> Gestelde opgave:
Schrijf de regels woordelijk over, vanaf de regel met "In this photo, point at the pendant" tot en met het einde van de records.

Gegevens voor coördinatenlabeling
________________________________________
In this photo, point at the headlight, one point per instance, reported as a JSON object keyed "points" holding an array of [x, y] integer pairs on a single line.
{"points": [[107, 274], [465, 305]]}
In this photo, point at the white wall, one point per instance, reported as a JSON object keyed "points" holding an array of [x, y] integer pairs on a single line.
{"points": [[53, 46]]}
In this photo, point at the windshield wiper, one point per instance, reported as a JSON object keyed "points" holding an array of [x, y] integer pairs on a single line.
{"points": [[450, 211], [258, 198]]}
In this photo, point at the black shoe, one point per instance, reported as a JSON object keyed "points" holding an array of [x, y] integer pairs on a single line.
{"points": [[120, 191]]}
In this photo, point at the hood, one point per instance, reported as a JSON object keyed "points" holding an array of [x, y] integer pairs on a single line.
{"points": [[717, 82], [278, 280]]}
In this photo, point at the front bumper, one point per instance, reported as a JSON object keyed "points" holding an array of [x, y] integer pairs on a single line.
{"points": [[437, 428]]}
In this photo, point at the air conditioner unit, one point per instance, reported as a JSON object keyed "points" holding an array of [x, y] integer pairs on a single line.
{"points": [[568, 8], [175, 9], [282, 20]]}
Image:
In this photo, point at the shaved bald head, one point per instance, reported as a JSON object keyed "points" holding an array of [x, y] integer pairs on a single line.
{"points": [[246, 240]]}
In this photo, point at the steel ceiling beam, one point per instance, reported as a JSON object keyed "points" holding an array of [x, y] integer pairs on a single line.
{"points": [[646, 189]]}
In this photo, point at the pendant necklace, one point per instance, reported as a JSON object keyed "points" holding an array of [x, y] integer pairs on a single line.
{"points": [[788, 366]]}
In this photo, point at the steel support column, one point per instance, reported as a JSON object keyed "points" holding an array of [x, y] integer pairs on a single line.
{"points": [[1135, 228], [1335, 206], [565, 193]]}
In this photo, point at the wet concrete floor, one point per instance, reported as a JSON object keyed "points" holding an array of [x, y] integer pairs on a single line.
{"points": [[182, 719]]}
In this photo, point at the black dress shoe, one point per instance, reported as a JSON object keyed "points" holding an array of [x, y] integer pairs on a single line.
________________________________________
> Uitgewerkte oplossing:
In this photo, point at the pendant necklace, one point per instance, reported as a JSON object keyed "points" holding an array of [x, y] integer pairs on a single line.
{"points": [[788, 366]]}
In this photo, point at the steel support column, one point per instance, reported as a JSON object keyed "points" holding an array of [x, y] integer pairs on a single line.
{"points": [[1135, 228], [1335, 206], [565, 193]]}
In this photo, point at the wet concrete floor, one point per instance, reported as a JSON object keyed "points" holding an array of [x, y] integer pairs on a single line.
{"points": [[182, 719]]}
In this photo, point at the black dress shoe, one point per instance, reported as a JSON object keyed "points" holding an array of [x, y] integer pairs on a single line.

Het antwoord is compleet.